• 来源
乡下开宴席,惯例请师傅来,在院子里支起锅子做菜,喧腾热辣,乒乒乓乓。父亲跟叔叔们聊天,母亲和阿姨们拉家常,磕瓜子、花生和糖果。来探亲的远房亲戚中,年轻的姑娘红着双手,提着开水为一家家长辈泡茶,一被人夸美貌就红起脸来,转身跑了。
乡间土菜,都不甚精细,但肥厚重味,气势庞大。霉干菜蒸的蹄胖、整鸡汤这些,不是大肚汉看着就发憷。到了这时还有胃口下筷子的人不多,更多的早已去拼酒叙话,或是自得其乐了。大师傅们被请到桌旁,上酒上汤,吃自己做的饭食。别人敬烟,夸他菜做得好,他便将烟别上耳朵,哈哈大笑。
天色暗下来,宴席吃完了一巡,大家三三两两地散了,男人们喝得有些醉,红着脸拿着酒去隔壁串门。隔壁家还没吃完的,听见人敲门赶紧开,各自拍肩欢笑,说起又一年不见的想念。各家门前挂了灯,怕喝醉了的汉子们摔着。女人们在房间里收拾了桌子,便开始打牌。孩子们这时有些已累了,蹲在妈妈膝上看打牌的也有,在沙发上睡着的也有。有些不甘寂寞,从后门跑去河旁。就听见远远的一片鹅叫声。

• 数据部分
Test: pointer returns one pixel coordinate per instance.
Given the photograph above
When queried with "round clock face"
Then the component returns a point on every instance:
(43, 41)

• 任务目标
**1)** 根据上面写乡下宴席的短文,回答下列问题:
(a) 宴席上在院子里支起锅子做菜的是谁?
(b) 文中提到用霉干菜蒸的是什么菜?
(c) 各家门前挂灯是怕发生什么事?
**2)** 请照原样抄录上面写乡下宴席的短文中的一段,从“天色暗下来,宴席吃完了一巡,大家三三两两”开始,一直到“旁。就听见远远的一片鹅叫声。”为止。
**3)** 请接在上面写乡下宴席的短文的最后一句之后,续写下去。

• 练习答案
**1)**
(a) 请来的师傅。
(b) 蹄胖。
(c) 怕喝醉了的汉子们摔着。

**2)**
天色暗下来,宴席吃完了一巡,大家三三两两地散了,男人们喝得有些醉,红着脸拿着酒去隔壁串门。隔壁家还没吃完的,听见人敲门赶紧开,各自拍肩欢笑,说起又一年不见的想念。各家门前挂了灯,怕喝醉了的汉子们摔着。女人们在房间里收拾了桌子,便开始打牌。孩子们这时有些已累了,蹲在妈妈膝上看打牌的也有,在沙发上睡着的也有。有些不甘寂寞,从后门跑去河旁。就听见远远的一片鹅叫声。

**3)**
男人们半醉回来,一个摔在沙发上,边聊边接着喝。他们微笑着,聊一下很沉的话题:老了,胃不好了,工作上被刁难了,孩子不太听话……他们就这样微笑着谈论生活里的琐碎,讨论生活本身。偶尔夹杂着一些过去的回忆,仿佛是,只要就着酒,聊到回忆,一切苦难都还能过去了似的。
直到近了午夜,主人家把消夜摆上桌来。宴席没用上的菜,简单整治一下出来,淡一些的茶,用鸡汤下的粥,以及些甜点面食。小孩子们不知饥饱,看见甜点就扑了过去。男人女人们则相当矜持斯文的喝起了汤和粥,并且各自慨叹着。酒量是不行啦,这个年纪多喝点汤身体才能好。你看我这不,胖成猪了。哎呀,胖才好呢,有福嘛。吃完了这顿,大家各自散了,或是去主人家安排的房间去睡了。
我记得,以前住在乡下的那些大年初二、大年初三的寒冷冬夜。我们一家三口到了客房,正待收拾床,却有人敲门。开门时,却是我叔叔、我两位姑父,拿着酒,红着脸,对我父亲挤眉弄眼。我母亲叹口气,说去吧。我叔叔看着我,道:
“你来不来?”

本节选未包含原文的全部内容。